Required actions ::
1. From the economics glossary, list every term whose entry heading begins with the words "macroeconomic policy".
2. Print the part of the economics glossary from "macroeconomic policy, expansionary" up to and including "unemployment, and inflation.", with no changes.

Text excerpt ::
%%

M1 – the narrowest definition of the U.S. money supply. It includes currency, travelers’ checks, demand deposits and other checkable deposits.

M2 – a definition of the U.S. money supply that includes currency, travelers’ checks, demand deposits and other checkable deposits, savings accounts, money market accounts, money market mutual funds, and small denomination certificates of deposit

M3 – a definition of the U.S. money supply that includes currency, travelers’ checks, demand deposits and other checkable deposits, savings accounts, money market accounts, money market mutual funds, small denomination certificates of deposit, and large denomination certificates of deposit.  The Board of Governors of the Federal Reserve System stopped publishing the M3 monetary aggregate and its components on March 23, 2006.  

macroeconomic policy – the government’s use of monetary and fiscal policies to influence the overall economy by affecting overall spending on newly produced goods and services.

macroeconomic policy, contractionary – the use of fiscal or monetary policies to slow the economy by decreasing overall spending on newly produced goods and services. Contractionary macroeconomic policy is usually appropriate for fighting inflation.

macroeconomic policy, expansionary – the use of fiscal or monetary policies to stimulate the economy by increasing overall spending on newly produced goods and services. Expansionary macroeconomic policy is usually appropriate for fighting unemployment.

macroeconomic policy goals – the objectives the government tries to achieve when it influences the overall economy. The three primary macroeconomic policy goals are economic growth, low unemployment, and low inflation.

macroeconomic policy tools – the monetary and fiscal policies used by the government to influence the economy by affecting overall spending on newly produced goods and services.

macroeconomics – the field of economics that studies issues of resource allocation that affect the entire economy, such as economic growth, unemployment, and inflation.

management – the allocation of economic resources.

manager – someone who allocates economic resources. Successful managers are efficient in their use of labor, capital, and natural resources.

Mankiw, Gregory – the economist who served as Chairman of President George W. Bush’s Council of Economic Advisers from May 2003 to February 2005.

marginal tax rate – the tax paid on an additional dollar of income.

market – an economic system that uses prices to allocate economic resources through the separate decisions of households and business.

market failure – the situation in which the marketplace fails to provide a socially desirable outcome.

%%

Record extracts ::
%%

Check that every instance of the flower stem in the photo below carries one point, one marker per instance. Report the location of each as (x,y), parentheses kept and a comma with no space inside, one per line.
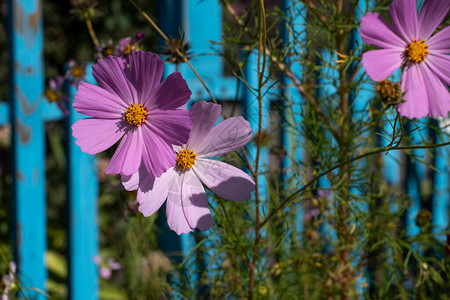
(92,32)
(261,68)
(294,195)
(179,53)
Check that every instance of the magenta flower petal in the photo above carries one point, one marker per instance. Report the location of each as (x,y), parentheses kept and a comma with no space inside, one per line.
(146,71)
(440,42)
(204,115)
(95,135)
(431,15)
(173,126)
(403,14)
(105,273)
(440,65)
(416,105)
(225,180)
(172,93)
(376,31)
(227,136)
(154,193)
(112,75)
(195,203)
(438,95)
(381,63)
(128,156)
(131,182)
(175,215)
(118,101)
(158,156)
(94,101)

%%
%%

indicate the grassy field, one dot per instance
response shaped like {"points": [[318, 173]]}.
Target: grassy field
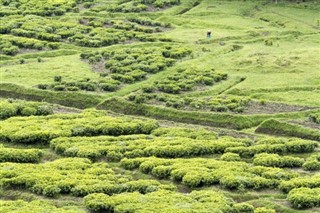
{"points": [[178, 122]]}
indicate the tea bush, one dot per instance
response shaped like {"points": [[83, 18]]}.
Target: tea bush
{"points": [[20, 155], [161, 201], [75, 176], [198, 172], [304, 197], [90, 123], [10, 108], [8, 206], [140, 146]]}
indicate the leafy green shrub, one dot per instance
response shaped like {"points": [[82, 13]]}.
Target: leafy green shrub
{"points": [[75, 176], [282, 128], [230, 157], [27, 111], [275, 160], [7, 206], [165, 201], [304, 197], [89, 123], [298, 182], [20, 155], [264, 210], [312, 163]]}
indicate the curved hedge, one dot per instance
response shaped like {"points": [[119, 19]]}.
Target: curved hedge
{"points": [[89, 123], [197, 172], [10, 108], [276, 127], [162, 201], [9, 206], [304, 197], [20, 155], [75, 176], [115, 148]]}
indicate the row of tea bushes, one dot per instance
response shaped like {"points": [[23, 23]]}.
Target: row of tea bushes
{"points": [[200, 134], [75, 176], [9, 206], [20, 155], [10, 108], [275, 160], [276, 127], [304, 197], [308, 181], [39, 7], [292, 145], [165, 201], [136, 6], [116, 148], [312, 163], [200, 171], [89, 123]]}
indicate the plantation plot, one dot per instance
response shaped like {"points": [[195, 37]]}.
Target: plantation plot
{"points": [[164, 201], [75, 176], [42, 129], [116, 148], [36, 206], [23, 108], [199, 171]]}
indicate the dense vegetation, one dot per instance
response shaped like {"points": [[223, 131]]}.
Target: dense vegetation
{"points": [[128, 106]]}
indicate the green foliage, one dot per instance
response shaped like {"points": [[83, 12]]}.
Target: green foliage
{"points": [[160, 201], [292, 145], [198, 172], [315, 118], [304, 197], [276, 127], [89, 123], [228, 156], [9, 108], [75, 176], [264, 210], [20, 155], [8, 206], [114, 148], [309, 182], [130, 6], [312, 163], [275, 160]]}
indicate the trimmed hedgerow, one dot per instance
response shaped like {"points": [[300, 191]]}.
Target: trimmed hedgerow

%%
%%

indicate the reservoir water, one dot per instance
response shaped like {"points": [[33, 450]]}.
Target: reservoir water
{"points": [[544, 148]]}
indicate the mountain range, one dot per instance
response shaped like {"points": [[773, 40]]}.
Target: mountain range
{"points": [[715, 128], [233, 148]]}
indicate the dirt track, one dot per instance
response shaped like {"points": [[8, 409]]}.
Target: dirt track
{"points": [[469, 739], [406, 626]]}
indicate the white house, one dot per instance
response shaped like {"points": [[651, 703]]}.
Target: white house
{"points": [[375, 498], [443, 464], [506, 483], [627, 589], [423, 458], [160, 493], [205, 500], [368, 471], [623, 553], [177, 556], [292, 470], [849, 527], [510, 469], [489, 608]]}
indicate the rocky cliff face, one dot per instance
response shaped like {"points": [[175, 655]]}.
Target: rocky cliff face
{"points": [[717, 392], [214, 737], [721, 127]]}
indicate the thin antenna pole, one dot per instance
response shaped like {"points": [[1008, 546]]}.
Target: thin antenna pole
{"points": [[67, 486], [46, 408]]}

%%

Task results ::
1.
- macroeconomic policy
- macroeconomic policy, contractionary
- macroeconomic policy, expansionary
- macroeconomic policy goals
- macroeconomic policy tools

2.
macroeconomic policy, expansionary – the use of fiscal or monetary policies to stimulate the economy by increasing overall spending on newly produced goods and services. Expansionary macroeconomic policy is usually appropriate for fighting unemployment.

macroeconomic policy goals – the objectives the government tries to achieve when it influences the overall economy. The three primary macroeconomic policy goals are economic growth, low unemployment, and low inflation.

macroeconomic policy tools – the monetary and fiscal policies used by the government to influence the economy by affecting overall spending on newly produced goods and services.

macroeconomics – the field of economics that studies issues of resource allocation that affect the entire economy, such as economic growth, unemployment, and inflation.